## WHAT IS NEEDED
All lines ahead of the one containing "642L400 654L406 638L407" are to be left out; that line and each one after it, through the end of the records below, are to be duplicated exactly.

## EXERCISE DATA

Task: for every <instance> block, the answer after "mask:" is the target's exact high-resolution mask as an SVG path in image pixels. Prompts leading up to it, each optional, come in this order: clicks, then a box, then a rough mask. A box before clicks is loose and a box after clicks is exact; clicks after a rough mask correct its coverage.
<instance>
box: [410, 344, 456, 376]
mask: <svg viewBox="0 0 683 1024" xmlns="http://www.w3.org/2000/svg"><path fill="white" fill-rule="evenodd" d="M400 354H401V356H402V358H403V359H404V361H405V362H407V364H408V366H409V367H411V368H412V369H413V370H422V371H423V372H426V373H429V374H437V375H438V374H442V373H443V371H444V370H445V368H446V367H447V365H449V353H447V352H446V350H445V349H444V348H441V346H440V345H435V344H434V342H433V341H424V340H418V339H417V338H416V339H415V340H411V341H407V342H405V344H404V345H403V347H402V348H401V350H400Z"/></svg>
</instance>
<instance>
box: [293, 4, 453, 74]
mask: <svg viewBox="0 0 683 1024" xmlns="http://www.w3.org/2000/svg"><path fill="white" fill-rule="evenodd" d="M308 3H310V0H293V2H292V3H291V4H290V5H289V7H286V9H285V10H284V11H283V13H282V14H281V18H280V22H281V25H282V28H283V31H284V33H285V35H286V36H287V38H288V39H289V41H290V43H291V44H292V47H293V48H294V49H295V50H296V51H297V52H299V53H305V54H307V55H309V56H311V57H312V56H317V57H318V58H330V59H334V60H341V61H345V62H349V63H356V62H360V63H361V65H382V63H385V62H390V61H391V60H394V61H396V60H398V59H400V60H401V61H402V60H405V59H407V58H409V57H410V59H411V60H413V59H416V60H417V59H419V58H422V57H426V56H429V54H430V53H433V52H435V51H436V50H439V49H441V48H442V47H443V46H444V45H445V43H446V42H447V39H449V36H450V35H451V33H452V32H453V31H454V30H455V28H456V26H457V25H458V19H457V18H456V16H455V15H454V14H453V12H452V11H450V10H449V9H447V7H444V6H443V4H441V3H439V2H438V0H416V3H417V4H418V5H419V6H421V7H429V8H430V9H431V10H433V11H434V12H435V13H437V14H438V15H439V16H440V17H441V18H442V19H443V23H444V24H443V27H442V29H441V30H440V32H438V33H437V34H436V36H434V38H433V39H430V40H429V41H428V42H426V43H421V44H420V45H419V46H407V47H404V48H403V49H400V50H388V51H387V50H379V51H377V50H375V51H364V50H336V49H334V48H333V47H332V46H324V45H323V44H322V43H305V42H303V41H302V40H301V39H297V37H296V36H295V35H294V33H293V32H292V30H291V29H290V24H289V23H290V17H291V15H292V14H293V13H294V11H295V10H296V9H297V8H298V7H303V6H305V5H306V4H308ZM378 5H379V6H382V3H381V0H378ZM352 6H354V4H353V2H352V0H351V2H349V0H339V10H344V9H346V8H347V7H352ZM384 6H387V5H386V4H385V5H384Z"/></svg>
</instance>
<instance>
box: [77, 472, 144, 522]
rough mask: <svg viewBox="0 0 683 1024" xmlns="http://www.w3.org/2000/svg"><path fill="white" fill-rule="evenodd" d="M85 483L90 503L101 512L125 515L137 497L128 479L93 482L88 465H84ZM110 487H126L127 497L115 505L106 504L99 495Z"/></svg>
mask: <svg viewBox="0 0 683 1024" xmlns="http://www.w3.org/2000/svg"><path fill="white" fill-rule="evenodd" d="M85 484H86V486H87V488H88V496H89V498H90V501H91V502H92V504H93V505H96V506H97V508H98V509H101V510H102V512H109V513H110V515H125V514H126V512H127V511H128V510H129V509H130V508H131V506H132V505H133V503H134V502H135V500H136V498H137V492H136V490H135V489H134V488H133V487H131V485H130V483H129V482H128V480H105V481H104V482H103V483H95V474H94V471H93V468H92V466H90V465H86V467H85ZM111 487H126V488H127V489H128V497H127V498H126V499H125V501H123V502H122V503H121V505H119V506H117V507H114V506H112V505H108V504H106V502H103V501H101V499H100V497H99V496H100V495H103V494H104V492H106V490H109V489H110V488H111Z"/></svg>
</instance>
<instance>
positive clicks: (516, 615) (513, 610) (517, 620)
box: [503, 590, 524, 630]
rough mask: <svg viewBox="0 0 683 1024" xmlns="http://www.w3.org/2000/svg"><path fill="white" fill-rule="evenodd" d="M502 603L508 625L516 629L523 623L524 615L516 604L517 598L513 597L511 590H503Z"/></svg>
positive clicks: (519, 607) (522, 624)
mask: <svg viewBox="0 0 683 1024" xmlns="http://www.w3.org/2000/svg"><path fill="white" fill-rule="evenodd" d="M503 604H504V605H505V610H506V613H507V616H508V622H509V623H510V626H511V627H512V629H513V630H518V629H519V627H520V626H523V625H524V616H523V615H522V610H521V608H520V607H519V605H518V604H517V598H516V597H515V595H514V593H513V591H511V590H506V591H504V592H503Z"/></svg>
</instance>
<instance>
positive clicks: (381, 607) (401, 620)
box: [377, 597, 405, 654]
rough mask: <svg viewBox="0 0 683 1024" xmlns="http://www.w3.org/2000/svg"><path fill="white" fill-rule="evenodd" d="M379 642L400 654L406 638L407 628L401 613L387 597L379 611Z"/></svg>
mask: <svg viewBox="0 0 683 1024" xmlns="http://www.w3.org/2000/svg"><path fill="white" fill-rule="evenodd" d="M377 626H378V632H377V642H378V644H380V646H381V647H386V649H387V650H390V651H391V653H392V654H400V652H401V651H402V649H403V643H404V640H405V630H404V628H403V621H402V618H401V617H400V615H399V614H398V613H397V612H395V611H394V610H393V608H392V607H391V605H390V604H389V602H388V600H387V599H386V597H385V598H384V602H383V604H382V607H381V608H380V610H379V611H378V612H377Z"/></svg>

## RESPONSE AREA
rough mask: <svg viewBox="0 0 683 1024" xmlns="http://www.w3.org/2000/svg"><path fill="white" fill-rule="evenodd" d="M379 642L400 654L406 638L407 628L401 613L387 597L379 611Z"/></svg>
mask: <svg viewBox="0 0 683 1024" xmlns="http://www.w3.org/2000/svg"><path fill="white" fill-rule="evenodd" d="M377 626H378V632H377V642H378V644H380V646H381V647H386V649H387V650H390V651H391V653H392V654H400V652H401V651H402V649H403V643H404V640H405V630H404V628H403V621H402V618H401V617H400V615H399V614H398V613H397V612H395V611H394V610H393V608H392V607H391V605H390V604H389V602H388V600H387V599H386V597H385V598H384V602H383V604H382V607H381V608H380V610H379V611H378V612H377Z"/></svg>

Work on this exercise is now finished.